(Activity)
Print verbatim the lines of the entries from the one containing "animal's head, giving" to the last, inclusive, and no others.

(The data)
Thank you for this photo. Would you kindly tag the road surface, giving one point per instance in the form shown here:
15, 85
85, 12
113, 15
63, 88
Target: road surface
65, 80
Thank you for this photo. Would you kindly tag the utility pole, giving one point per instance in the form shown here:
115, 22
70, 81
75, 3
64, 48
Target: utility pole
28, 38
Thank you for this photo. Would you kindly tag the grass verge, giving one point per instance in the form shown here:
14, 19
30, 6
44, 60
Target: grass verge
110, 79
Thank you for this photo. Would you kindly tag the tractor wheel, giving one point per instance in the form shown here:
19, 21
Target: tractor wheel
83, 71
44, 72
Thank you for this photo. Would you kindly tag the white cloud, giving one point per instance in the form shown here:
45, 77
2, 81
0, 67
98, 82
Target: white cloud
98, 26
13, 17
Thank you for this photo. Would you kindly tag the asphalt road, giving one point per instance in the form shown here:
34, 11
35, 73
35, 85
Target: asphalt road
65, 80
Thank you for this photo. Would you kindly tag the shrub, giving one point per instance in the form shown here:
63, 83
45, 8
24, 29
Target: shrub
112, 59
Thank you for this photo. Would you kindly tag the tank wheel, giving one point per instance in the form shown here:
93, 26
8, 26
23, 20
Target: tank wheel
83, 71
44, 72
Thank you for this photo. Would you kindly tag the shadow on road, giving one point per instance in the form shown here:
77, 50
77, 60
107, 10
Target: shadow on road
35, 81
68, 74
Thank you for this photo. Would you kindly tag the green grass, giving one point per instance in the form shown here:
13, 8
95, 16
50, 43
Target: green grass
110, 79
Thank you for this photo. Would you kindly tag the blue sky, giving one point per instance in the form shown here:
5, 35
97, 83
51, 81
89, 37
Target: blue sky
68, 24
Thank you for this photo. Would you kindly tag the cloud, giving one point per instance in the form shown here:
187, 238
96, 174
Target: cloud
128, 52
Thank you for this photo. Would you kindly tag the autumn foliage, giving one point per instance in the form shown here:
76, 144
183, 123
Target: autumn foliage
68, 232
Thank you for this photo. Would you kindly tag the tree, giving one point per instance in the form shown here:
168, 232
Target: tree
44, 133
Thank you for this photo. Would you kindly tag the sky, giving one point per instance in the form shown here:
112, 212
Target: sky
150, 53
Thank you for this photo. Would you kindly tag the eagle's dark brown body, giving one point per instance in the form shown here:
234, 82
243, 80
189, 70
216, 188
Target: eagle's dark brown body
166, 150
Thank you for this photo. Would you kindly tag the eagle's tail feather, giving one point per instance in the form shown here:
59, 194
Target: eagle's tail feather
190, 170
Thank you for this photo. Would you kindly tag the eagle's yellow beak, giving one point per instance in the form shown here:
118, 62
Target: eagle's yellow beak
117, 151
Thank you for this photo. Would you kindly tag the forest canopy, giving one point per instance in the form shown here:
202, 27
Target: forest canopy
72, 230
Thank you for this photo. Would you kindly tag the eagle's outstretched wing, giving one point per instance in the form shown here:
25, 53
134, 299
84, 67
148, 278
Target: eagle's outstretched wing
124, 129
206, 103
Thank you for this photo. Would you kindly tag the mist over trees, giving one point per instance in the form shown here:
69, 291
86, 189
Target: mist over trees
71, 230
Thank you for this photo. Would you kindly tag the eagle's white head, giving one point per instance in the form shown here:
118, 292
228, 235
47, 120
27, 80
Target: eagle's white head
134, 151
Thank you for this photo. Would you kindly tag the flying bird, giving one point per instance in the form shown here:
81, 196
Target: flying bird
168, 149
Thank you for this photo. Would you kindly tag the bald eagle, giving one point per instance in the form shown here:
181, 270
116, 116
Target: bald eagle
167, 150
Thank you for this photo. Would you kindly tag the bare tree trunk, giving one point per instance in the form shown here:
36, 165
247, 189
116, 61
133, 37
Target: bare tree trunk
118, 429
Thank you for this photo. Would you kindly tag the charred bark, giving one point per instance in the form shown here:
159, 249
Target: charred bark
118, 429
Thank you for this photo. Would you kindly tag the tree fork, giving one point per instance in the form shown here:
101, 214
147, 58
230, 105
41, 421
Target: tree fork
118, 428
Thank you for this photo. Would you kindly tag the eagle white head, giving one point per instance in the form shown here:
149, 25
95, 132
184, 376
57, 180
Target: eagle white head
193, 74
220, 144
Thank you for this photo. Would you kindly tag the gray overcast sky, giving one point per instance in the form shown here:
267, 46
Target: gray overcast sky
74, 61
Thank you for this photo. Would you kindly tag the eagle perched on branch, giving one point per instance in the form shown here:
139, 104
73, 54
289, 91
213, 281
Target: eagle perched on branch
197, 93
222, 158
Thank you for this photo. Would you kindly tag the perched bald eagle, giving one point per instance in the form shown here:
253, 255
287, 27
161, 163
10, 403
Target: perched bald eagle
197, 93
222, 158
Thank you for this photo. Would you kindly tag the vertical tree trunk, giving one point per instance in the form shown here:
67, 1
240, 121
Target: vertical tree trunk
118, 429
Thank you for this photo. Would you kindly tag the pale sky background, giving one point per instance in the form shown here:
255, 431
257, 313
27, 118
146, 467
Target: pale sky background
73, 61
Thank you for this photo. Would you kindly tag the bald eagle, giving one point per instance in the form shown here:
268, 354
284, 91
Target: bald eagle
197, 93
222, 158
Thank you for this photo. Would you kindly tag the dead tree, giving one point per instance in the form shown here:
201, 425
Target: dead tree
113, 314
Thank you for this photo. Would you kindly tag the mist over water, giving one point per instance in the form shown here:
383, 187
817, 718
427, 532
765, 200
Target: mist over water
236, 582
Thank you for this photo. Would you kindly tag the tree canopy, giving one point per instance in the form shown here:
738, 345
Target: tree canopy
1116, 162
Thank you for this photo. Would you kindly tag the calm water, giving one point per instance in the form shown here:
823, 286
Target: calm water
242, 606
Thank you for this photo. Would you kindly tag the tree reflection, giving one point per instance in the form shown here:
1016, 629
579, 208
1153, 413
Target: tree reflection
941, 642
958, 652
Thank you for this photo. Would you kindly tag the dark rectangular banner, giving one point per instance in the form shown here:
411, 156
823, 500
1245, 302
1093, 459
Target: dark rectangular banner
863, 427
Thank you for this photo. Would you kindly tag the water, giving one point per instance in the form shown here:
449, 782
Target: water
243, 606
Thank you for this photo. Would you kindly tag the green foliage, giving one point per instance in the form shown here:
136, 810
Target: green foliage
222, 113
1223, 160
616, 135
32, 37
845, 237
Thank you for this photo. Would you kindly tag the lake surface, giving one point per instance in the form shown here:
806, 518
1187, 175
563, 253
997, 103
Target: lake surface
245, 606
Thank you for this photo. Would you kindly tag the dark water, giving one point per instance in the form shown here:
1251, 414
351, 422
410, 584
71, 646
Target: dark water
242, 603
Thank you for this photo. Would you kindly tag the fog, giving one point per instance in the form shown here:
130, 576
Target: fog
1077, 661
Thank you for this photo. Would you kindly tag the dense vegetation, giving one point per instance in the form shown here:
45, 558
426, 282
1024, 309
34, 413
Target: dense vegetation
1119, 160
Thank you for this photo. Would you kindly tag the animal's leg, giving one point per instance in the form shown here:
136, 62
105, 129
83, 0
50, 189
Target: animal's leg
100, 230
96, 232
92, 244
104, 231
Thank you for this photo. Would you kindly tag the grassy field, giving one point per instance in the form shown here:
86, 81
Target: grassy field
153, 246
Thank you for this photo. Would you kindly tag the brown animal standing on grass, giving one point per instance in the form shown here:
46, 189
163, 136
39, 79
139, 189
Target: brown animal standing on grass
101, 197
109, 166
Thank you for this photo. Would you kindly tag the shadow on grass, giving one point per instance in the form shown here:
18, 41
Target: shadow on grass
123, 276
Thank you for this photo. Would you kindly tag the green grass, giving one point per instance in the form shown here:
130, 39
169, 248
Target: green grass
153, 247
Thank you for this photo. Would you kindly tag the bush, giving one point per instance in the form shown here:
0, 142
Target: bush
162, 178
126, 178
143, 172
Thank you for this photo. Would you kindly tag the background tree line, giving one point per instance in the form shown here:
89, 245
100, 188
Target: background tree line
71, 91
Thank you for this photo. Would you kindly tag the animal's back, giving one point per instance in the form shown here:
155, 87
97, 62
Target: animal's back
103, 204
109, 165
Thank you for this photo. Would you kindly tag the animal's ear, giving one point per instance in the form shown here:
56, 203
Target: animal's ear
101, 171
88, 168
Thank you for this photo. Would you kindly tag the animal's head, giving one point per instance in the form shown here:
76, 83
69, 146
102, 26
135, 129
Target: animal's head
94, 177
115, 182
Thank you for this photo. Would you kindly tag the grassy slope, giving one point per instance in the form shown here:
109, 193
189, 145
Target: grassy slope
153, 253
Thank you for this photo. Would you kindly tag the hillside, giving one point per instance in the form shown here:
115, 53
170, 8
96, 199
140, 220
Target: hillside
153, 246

(Task result)
Thank you for this photo. Would you kindly tag the animal's head, giving one point per instance in the form shown here:
76, 83
69, 146
102, 26
135, 129
Target: animal's head
94, 177
115, 182
Thank you for this photo. Would you kindly tag the grassy slope, giving one point per instance in the form shown here:
109, 193
189, 145
Target: grassy slope
153, 253
Thank you for this photo. Would you kindly tag the hillside, giving one point per instance in the form shown here:
115, 53
170, 8
96, 199
140, 220
Target: hillside
153, 246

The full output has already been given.